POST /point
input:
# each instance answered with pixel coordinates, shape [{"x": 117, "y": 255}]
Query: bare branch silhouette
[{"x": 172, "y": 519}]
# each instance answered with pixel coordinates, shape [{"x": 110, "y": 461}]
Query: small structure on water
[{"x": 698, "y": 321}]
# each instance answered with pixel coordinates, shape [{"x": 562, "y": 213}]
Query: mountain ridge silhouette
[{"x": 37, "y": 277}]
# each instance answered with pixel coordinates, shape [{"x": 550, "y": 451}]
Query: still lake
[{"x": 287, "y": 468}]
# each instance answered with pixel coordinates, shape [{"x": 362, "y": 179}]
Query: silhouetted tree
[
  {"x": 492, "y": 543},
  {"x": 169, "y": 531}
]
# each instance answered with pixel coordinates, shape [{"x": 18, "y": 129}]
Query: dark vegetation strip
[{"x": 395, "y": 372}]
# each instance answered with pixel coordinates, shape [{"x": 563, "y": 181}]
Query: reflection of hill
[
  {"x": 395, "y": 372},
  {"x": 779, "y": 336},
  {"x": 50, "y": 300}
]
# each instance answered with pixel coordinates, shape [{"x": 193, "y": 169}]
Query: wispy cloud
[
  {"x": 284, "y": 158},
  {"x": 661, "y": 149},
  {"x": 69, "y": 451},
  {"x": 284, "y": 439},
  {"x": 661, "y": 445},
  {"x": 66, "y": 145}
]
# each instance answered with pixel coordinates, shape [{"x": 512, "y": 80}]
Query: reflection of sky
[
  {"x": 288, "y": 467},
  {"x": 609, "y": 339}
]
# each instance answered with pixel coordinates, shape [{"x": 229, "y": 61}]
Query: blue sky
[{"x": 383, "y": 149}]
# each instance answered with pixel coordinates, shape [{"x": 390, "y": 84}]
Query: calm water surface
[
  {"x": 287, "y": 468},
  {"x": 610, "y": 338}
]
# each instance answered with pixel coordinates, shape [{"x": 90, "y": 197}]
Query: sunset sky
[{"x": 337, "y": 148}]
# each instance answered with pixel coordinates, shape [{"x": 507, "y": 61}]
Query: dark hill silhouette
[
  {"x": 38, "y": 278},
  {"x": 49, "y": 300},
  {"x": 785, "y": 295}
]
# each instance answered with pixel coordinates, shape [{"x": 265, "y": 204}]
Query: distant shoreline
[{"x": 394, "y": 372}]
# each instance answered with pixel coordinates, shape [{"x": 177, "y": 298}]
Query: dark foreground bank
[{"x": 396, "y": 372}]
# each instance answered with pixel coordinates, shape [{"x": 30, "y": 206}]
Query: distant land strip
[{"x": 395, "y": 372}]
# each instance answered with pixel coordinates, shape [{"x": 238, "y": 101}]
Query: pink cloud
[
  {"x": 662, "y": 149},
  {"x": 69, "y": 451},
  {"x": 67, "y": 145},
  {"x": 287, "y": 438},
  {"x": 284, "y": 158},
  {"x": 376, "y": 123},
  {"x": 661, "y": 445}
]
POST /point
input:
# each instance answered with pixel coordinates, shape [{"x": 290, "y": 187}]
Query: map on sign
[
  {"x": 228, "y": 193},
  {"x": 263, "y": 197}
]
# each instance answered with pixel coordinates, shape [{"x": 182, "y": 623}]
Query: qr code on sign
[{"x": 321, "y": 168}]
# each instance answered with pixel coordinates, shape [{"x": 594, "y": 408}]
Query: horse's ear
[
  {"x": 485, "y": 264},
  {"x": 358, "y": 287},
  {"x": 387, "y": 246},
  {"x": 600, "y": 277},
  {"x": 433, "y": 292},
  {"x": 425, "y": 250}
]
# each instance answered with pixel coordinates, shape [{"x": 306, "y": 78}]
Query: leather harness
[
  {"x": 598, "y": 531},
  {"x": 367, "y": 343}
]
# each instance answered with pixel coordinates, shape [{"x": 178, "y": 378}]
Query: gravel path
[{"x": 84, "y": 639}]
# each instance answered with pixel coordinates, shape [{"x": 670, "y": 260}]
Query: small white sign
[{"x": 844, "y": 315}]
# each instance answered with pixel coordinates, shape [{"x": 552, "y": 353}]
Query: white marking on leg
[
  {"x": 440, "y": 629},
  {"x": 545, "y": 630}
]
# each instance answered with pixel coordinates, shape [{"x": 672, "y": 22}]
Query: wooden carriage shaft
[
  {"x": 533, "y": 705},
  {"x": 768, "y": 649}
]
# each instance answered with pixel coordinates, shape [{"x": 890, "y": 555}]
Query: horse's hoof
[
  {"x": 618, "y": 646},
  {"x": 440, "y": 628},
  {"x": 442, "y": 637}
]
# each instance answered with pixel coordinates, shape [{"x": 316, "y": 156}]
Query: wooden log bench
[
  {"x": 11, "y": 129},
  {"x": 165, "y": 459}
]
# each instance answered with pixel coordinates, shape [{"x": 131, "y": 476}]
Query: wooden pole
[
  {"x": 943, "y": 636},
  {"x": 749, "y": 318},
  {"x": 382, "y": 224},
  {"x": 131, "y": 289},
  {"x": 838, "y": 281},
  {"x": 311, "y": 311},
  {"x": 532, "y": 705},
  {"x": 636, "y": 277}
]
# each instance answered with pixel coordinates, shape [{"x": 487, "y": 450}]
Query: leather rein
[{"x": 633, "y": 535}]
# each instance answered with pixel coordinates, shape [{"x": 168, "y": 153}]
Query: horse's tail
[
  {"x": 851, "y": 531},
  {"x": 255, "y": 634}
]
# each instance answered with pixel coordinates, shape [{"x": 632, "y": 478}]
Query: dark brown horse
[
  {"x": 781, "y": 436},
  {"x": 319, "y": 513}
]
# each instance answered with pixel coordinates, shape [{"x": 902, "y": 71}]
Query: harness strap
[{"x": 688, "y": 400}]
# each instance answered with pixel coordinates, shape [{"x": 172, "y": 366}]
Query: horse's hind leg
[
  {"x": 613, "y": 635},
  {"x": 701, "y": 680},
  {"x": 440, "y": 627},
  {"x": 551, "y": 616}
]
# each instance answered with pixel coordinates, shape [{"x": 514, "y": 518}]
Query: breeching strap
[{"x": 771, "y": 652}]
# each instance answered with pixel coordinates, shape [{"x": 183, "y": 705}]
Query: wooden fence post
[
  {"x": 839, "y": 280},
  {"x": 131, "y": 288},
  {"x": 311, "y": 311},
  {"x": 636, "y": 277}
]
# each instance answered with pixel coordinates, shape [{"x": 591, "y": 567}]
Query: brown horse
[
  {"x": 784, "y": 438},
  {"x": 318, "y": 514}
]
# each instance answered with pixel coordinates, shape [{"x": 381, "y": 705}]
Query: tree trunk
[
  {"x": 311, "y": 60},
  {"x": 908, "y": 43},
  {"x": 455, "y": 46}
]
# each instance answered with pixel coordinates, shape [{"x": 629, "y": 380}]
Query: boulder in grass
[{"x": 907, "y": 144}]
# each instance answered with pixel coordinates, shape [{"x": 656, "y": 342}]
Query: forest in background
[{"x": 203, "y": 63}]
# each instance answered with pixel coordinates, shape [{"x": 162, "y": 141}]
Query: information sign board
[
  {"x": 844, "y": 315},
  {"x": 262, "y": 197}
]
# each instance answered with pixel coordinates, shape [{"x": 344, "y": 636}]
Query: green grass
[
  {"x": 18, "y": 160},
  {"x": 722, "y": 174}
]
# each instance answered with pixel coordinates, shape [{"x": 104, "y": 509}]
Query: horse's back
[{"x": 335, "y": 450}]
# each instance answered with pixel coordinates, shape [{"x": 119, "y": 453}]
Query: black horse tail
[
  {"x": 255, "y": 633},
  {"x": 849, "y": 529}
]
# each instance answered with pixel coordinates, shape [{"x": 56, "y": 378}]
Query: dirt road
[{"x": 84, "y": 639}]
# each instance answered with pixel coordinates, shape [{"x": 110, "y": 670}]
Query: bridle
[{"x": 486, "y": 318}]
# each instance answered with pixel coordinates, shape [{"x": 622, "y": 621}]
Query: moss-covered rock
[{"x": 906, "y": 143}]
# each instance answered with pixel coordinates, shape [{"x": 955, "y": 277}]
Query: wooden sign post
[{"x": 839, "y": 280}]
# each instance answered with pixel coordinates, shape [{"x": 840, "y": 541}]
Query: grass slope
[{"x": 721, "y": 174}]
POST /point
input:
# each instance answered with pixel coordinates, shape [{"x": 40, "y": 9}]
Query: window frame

——————————

- Work to be completed -
Set down exactly what runs from the line containing "Query: green grass" through the last line above, both lines included.

- Exercise result -
Query: green grass
[
  {"x": 18, "y": 160},
  {"x": 722, "y": 174}
]
# each instance answered with pixel coordinates, shape [{"x": 104, "y": 509}]
Query: horse's back
[{"x": 335, "y": 450}]
# each instance answered with pixel coordinates, shape [{"x": 119, "y": 453}]
Query: black horse tail
[
  {"x": 255, "y": 633},
  {"x": 849, "y": 529}
]
# each instance answered with pixel coordinates, shape [{"x": 56, "y": 378}]
Query: dirt road
[{"x": 84, "y": 639}]
# each instance answered with pixel coordinates, shape [{"x": 110, "y": 670}]
Query: bridle
[{"x": 486, "y": 318}]
# each instance answered with pixel coordinates, shape [{"x": 622, "y": 621}]
Query: moss-covered rock
[{"x": 906, "y": 143}]
# each instance answered with pixel coordinates, shape [{"x": 955, "y": 277}]
Query: wooden sign post
[{"x": 839, "y": 280}]
# each instance answered with pixel coordinates, shape [{"x": 840, "y": 541}]
Query: grass slope
[{"x": 721, "y": 174}]
POST /point
input:
# each instance answered with pixel coordinates, shape [{"x": 40, "y": 9}]
Query: window frame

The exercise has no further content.